**** THE INPUT ****

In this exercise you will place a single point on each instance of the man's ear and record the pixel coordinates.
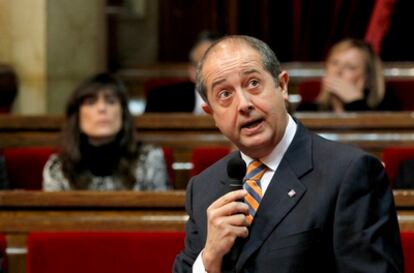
(283, 82)
(206, 108)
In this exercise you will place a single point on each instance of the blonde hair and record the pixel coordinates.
(375, 86)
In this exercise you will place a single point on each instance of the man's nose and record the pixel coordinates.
(245, 102)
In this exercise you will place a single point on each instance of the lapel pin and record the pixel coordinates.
(291, 193)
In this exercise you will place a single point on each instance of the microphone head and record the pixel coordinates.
(236, 168)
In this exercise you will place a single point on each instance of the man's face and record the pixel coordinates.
(247, 105)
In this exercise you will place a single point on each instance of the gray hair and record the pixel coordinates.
(269, 60)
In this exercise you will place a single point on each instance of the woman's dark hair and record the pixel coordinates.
(73, 138)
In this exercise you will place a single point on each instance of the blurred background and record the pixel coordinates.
(48, 46)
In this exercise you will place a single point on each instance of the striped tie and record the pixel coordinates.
(255, 171)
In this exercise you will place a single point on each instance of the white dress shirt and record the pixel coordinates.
(272, 162)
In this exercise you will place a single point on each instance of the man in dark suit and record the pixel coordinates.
(322, 206)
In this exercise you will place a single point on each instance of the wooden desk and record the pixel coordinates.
(25, 211)
(182, 132)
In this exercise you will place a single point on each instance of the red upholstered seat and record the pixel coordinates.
(3, 260)
(392, 157)
(407, 240)
(203, 157)
(102, 252)
(403, 90)
(25, 166)
(169, 160)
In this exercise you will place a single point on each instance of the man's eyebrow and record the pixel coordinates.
(250, 71)
(217, 82)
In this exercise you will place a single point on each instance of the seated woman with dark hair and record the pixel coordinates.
(99, 150)
(353, 81)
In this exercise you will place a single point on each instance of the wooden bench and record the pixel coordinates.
(182, 132)
(24, 211)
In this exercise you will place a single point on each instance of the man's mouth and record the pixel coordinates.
(252, 124)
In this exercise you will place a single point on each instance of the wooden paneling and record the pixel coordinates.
(182, 132)
(24, 211)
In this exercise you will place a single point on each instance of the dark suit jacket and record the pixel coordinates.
(341, 219)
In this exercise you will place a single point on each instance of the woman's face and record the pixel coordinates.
(348, 65)
(100, 117)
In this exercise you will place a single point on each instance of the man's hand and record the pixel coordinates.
(226, 220)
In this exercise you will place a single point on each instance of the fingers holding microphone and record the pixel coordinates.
(226, 221)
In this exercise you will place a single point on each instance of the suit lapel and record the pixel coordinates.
(284, 192)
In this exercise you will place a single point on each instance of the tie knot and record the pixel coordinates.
(255, 170)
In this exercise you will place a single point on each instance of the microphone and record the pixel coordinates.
(236, 170)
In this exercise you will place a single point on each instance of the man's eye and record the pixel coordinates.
(223, 94)
(253, 83)
(111, 99)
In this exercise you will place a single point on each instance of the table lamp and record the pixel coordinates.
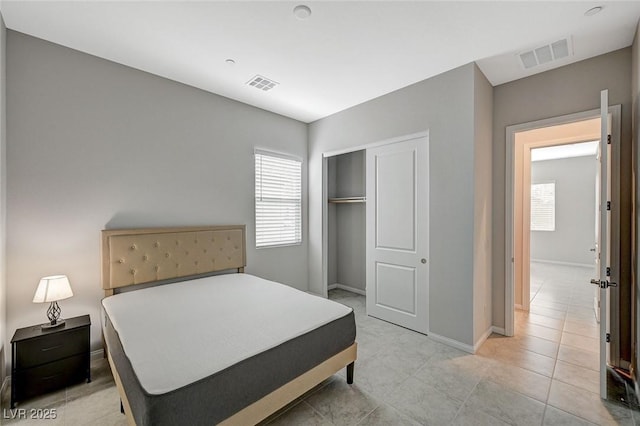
(51, 289)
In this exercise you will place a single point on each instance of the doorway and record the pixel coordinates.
(522, 141)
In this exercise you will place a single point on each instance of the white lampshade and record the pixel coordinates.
(50, 289)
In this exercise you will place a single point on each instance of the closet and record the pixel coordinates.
(347, 222)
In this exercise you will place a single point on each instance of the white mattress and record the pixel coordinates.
(176, 334)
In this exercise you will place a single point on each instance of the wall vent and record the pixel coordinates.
(262, 83)
(545, 54)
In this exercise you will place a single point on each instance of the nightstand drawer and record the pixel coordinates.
(45, 349)
(51, 376)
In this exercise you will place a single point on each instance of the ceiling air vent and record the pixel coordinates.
(262, 83)
(545, 54)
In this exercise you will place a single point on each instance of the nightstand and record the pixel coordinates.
(43, 360)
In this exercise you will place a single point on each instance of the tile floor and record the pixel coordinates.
(545, 375)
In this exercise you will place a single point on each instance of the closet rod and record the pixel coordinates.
(343, 200)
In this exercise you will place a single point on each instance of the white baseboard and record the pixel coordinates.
(347, 288)
(450, 342)
(499, 330)
(557, 262)
(97, 354)
(482, 339)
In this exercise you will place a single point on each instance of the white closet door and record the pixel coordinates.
(397, 182)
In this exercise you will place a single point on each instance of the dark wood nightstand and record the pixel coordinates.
(43, 360)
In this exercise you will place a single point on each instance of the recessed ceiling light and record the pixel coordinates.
(593, 11)
(301, 11)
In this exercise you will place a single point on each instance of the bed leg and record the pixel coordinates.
(350, 372)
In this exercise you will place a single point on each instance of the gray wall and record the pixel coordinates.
(574, 235)
(483, 195)
(444, 105)
(93, 144)
(635, 90)
(4, 354)
(565, 90)
(347, 249)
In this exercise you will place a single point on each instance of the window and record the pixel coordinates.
(543, 206)
(278, 199)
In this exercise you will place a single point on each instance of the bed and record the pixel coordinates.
(234, 356)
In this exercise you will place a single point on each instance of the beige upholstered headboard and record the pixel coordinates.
(138, 256)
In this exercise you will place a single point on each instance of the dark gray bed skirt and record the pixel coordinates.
(216, 397)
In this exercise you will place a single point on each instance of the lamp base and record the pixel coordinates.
(48, 325)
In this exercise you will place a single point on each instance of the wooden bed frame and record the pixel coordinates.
(156, 255)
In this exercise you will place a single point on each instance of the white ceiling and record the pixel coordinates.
(344, 54)
(581, 149)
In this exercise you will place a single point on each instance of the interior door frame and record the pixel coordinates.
(510, 197)
(325, 193)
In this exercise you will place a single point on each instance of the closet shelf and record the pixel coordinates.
(343, 200)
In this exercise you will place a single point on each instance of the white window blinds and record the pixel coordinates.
(278, 199)
(543, 206)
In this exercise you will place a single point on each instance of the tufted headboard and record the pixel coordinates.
(138, 256)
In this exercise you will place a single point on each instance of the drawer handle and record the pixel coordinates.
(50, 377)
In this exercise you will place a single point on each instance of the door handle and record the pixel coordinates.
(603, 284)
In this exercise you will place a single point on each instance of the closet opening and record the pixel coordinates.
(346, 222)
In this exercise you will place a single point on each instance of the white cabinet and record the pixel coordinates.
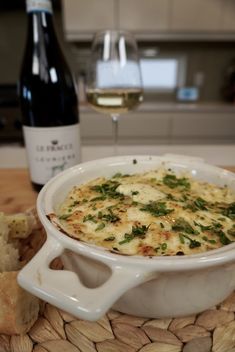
(154, 127)
(196, 15)
(149, 18)
(206, 126)
(82, 18)
(147, 15)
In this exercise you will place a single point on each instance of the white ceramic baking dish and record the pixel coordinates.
(96, 279)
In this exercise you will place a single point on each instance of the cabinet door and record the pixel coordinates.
(203, 125)
(87, 16)
(147, 15)
(196, 15)
(228, 15)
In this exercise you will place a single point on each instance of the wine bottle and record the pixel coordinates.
(48, 99)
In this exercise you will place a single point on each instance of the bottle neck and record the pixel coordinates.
(41, 28)
(39, 6)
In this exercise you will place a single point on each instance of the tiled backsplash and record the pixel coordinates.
(208, 59)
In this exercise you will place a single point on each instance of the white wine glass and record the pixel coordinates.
(114, 84)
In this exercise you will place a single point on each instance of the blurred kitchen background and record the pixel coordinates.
(187, 56)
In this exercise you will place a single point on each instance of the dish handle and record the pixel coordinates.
(64, 289)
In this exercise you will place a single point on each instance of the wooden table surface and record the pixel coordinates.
(16, 192)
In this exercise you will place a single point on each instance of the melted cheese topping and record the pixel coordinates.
(154, 213)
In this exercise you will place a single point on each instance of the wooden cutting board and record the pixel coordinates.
(16, 192)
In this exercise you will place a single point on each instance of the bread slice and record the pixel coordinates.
(9, 254)
(18, 308)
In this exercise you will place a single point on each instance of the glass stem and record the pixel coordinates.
(115, 118)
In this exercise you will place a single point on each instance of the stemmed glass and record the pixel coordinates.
(114, 84)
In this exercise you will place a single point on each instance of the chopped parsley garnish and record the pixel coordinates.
(140, 231)
(198, 204)
(157, 209)
(206, 239)
(181, 238)
(172, 181)
(229, 211)
(110, 238)
(193, 243)
(134, 193)
(117, 175)
(76, 202)
(183, 226)
(164, 246)
(231, 232)
(64, 216)
(137, 231)
(203, 227)
(127, 238)
(107, 190)
(217, 229)
(100, 226)
(89, 217)
(110, 217)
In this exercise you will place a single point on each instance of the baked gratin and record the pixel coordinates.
(150, 214)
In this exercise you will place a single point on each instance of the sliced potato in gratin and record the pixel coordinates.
(150, 214)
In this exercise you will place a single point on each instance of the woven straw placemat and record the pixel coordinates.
(57, 331)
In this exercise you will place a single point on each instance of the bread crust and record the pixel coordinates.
(18, 308)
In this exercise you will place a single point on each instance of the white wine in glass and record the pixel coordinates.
(114, 84)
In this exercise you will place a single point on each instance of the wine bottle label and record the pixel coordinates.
(39, 5)
(50, 150)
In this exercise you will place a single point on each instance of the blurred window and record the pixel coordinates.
(163, 74)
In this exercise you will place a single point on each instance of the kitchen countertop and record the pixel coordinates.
(12, 156)
(16, 192)
(174, 106)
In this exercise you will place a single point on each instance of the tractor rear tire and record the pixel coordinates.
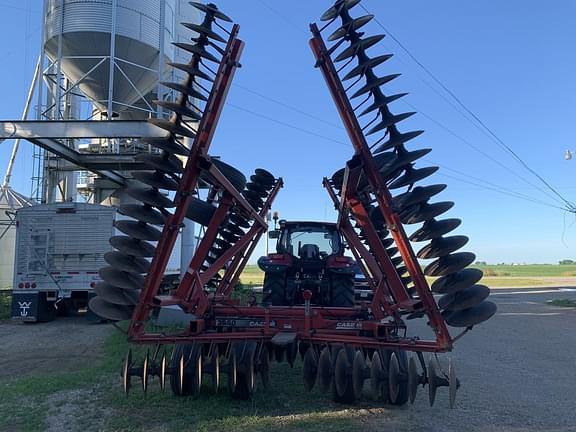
(200, 211)
(234, 176)
(342, 290)
(274, 289)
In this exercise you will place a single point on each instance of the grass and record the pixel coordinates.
(562, 302)
(27, 402)
(530, 270)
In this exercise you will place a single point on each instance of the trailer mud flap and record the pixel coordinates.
(32, 307)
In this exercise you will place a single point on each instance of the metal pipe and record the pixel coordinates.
(8, 175)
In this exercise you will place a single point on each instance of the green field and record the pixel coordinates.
(495, 276)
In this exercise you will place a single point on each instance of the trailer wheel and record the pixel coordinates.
(342, 291)
(200, 211)
(234, 176)
(274, 289)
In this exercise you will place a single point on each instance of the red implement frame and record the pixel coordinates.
(199, 152)
(216, 318)
(349, 204)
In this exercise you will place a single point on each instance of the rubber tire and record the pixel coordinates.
(200, 211)
(342, 290)
(234, 176)
(404, 391)
(274, 289)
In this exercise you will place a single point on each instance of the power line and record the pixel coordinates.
(499, 141)
(492, 186)
(290, 107)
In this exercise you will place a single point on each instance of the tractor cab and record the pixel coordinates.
(309, 256)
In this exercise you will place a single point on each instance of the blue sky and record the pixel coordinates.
(513, 63)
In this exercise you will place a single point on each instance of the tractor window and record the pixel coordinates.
(327, 240)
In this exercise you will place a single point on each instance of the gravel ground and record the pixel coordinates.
(63, 344)
(517, 373)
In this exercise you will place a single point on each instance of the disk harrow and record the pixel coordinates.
(345, 350)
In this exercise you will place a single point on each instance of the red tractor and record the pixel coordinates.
(309, 257)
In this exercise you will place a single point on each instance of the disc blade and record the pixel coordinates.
(359, 373)
(109, 311)
(169, 144)
(150, 196)
(126, 372)
(361, 68)
(118, 278)
(449, 264)
(132, 246)
(464, 299)
(424, 212)
(452, 383)
(310, 369)
(127, 263)
(200, 211)
(362, 44)
(456, 281)
(156, 179)
(350, 26)
(187, 90)
(205, 31)
(138, 230)
(442, 246)
(168, 165)
(143, 213)
(433, 229)
(197, 50)
(412, 379)
(342, 378)
(396, 139)
(211, 9)
(324, 370)
(419, 194)
(412, 176)
(473, 316)
(116, 296)
(404, 158)
(172, 127)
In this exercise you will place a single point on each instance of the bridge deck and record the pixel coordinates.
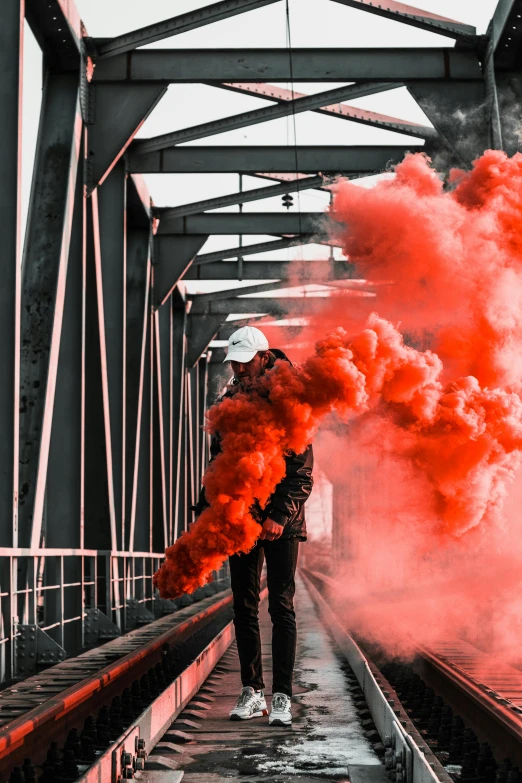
(326, 741)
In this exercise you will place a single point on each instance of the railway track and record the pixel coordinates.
(85, 705)
(453, 715)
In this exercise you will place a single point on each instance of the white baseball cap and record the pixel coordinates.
(244, 343)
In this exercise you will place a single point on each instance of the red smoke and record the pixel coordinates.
(427, 441)
(453, 251)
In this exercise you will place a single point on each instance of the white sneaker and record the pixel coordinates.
(281, 710)
(251, 704)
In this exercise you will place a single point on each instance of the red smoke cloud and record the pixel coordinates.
(413, 568)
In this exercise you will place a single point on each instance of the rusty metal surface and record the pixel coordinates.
(43, 706)
(325, 742)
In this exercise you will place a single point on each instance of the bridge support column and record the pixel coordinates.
(11, 55)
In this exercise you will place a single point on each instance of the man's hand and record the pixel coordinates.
(271, 530)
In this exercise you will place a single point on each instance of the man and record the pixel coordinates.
(283, 526)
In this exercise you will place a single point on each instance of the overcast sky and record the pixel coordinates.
(320, 23)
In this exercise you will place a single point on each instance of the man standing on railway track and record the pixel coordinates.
(283, 526)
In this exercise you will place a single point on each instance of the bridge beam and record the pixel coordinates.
(241, 223)
(213, 66)
(333, 159)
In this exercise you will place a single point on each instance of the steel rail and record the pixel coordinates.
(486, 707)
(25, 735)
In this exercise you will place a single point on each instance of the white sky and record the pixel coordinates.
(321, 23)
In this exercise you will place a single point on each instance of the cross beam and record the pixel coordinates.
(273, 65)
(233, 159)
(241, 197)
(295, 104)
(416, 17)
(302, 271)
(242, 223)
(177, 25)
(259, 247)
(277, 306)
(288, 98)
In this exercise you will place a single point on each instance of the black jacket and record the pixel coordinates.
(286, 504)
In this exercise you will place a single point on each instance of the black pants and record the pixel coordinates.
(245, 573)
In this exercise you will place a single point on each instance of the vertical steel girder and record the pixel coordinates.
(178, 355)
(43, 289)
(159, 489)
(11, 63)
(64, 492)
(164, 379)
(137, 387)
(112, 216)
(100, 509)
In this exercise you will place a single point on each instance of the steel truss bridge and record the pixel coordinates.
(106, 365)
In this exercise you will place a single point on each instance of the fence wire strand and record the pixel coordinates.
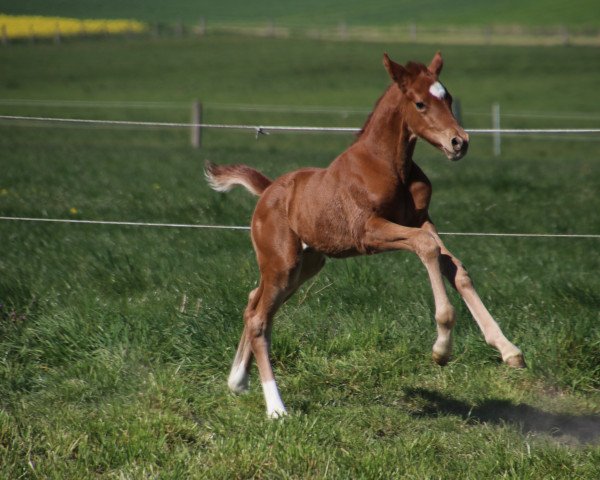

****

** SET PROBLEM **
Copy the data word for word, starting at the line that contains "bridge beam and record the pixel coordinates." and ending at the end of the data. Leave out any pictures.

** WRITTEN ANSWER **
In this exercise you will place a single point on each instance of the bridge beam and record the pixel coordinates.
(241, 223)
(213, 66)
(333, 159)
In this exercise you will place a single point on each instance of the steel rail and record the pixel coordinates.
(486, 707)
(25, 735)
In this exercise you will place a single point on each instance of the white sky and record the pixel coordinates.
(321, 23)
In this exercise you will place a single point on each instance of the cross beam and record the pixel coordinates.
(273, 65)
(233, 159)
(241, 197)
(295, 104)
(416, 17)
(302, 271)
(242, 223)
(177, 25)
(259, 247)
(277, 306)
(288, 98)
In this exercise you will place a single point on each instance of the black jacket and record the pixel coordinates.
(286, 504)
In this exercise you will place a single point on each instance of the black pants and record the pixel coordinates.
(245, 573)
In this exercise you will place a single point on each instance of the vertical steel girder and record the pixel coordinates.
(178, 355)
(43, 289)
(159, 489)
(11, 63)
(64, 492)
(164, 379)
(137, 387)
(112, 216)
(100, 509)
In this exercise you will place a single point on each instance of the steel truss bridge and record the pixel coordinates.
(106, 365)
In this exercise you will place a single point on each instance of the fence wire strand and record the pixel coordinates.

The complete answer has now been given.